WORK REQUIRED
Reproduce the entries below verbatim, beginning with their first line and stopping after the line that contains "[[193, 108, 264, 210]]". Include both of these boundary lines.

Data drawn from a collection

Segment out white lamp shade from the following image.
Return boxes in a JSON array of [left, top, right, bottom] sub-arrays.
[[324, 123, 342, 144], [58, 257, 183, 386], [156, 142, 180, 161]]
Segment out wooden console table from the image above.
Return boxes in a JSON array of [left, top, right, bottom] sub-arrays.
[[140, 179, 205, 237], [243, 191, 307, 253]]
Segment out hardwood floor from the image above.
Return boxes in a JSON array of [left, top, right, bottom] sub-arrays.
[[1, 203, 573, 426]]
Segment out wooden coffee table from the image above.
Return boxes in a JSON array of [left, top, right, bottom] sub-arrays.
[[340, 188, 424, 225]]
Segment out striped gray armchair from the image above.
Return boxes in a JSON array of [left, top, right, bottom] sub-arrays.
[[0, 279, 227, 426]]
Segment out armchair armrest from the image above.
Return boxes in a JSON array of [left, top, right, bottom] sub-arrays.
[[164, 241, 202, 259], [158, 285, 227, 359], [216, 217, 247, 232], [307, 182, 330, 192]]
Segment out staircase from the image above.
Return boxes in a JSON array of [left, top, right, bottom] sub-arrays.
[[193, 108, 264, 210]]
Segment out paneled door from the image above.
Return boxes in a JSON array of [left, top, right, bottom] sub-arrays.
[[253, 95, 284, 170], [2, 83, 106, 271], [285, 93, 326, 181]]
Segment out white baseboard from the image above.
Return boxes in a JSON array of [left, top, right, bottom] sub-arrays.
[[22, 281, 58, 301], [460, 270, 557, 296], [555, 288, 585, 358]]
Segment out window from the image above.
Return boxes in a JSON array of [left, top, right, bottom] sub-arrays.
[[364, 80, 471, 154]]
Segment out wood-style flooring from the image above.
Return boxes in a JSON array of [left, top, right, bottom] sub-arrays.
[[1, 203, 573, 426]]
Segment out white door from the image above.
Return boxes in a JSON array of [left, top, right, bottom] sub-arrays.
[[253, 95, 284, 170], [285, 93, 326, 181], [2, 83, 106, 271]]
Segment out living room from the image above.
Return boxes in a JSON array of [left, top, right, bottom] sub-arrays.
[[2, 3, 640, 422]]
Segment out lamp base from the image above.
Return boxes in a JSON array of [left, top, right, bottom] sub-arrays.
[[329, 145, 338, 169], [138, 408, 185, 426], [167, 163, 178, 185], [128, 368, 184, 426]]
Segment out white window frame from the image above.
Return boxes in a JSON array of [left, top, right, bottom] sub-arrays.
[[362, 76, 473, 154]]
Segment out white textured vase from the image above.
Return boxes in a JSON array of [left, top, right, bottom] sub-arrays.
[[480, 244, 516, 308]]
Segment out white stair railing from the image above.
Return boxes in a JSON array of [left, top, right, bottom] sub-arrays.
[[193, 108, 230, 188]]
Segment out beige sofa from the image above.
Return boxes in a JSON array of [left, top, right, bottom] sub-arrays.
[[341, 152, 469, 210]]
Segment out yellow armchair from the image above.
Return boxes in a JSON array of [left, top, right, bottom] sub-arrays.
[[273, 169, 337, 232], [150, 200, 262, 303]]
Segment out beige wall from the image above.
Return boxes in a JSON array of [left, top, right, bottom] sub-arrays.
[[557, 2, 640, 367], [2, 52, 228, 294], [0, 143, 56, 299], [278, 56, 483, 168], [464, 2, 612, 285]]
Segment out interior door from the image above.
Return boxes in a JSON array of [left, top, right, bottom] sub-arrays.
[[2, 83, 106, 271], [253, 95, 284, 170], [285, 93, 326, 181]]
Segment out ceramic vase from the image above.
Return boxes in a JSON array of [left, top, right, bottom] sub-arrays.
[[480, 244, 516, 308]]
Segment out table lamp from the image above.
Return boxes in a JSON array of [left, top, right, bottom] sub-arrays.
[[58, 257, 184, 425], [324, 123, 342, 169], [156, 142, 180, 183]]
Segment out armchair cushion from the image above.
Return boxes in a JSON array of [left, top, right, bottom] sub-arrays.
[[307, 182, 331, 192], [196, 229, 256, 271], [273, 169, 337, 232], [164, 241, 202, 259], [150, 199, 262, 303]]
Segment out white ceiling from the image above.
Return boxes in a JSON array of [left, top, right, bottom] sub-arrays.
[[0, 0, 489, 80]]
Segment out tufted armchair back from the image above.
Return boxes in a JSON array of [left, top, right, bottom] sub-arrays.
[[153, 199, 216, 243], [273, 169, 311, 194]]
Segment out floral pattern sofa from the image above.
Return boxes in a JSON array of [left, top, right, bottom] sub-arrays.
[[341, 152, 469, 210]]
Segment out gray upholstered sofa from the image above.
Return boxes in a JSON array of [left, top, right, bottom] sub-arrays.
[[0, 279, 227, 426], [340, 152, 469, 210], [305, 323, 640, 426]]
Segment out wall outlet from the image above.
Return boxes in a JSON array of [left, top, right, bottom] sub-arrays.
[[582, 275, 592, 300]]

FINAL RESULT
Segment out white lamp shade from the following image.
Return boxes in a JSON array of [left, top, right, bottom] sub-arrays.
[[324, 123, 342, 144], [58, 257, 183, 386], [156, 142, 180, 161]]
Segment out wooden console table from the image above.
Return boxes in a JSON array of [left, top, right, bottom] sub-arrays.
[[140, 179, 205, 237], [243, 191, 307, 253]]
Segment out hardwood floor from the image above.
Return boxes in a JSON array of [left, top, right, bottom] sub-arrays.
[[1, 203, 573, 426]]
Segment out wooden coffee table from the image above.
Return boxes in a JSON array of [left, top, right, bottom] sub-arrays.
[[340, 188, 424, 225]]
Segment out striped gray armchair from the image above.
Return boxes in a JSON array of [left, top, right, bottom] sub-arrays.
[[0, 279, 227, 426]]
Segment out armchair armrest from the image above.
Return boxes in a JSON array of [left, top, right, bottom] sub-arrays.
[[164, 241, 202, 259], [158, 285, 227, 359], [216, 217, 247, 232], [307, 182, 330, 192]]
Segment out staircase from the image above.
Return boxes in a JSON array of [left, top, right, bottom] sub-arrays.
[[193, 108, 264, 210]]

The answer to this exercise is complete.